_REQUIRED ACTION_
Look through the data below and, wherever a line carries the word "target", please copy that line.

BEGIN EXTRACTED MATERIAL

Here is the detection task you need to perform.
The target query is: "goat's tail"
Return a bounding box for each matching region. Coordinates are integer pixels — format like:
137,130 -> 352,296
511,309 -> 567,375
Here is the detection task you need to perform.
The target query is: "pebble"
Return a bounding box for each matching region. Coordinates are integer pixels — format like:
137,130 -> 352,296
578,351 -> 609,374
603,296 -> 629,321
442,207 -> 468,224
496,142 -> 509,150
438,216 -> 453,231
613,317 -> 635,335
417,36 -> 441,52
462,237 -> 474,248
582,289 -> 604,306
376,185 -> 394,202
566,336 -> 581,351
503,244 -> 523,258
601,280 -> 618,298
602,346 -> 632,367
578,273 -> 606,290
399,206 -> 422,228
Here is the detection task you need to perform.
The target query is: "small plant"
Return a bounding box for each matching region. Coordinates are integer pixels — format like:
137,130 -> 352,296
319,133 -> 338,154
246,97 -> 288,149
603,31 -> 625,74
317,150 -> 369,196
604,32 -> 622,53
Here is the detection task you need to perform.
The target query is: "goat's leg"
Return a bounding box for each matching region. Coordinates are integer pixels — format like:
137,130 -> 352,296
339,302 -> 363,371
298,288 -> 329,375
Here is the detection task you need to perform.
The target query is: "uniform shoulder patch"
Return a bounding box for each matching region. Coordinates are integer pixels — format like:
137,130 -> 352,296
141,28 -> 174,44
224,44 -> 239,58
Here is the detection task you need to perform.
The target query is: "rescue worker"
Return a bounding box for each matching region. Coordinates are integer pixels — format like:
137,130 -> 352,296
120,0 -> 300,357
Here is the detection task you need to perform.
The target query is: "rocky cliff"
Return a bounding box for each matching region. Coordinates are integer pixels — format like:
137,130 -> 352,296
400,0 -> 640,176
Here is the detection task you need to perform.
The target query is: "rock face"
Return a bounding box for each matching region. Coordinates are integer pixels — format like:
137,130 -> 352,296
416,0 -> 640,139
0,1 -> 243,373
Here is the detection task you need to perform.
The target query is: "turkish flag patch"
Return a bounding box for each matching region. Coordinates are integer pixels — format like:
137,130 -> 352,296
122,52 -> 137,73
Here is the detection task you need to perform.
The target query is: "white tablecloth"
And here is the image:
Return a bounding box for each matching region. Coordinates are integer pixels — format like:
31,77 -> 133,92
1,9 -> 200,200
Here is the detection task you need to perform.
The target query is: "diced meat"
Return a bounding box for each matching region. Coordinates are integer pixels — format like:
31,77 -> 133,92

END EXTRACTED MATERIAL

_SOLUTION FOR THIS PROBLEM_
The target query is: "goat's tail"
The target query is: "pebble"
The target query is: "small plant"
The target query is: "goat's leg"
The target query is: "uniform shoulder patch"
The target query is: "rescue worker"
The target query is: "rocky cliff"
The target query is: "rock face"
The target query is: "turkish flag patch"
The target query is: "white tablecloth"
The target query is: "diced meat"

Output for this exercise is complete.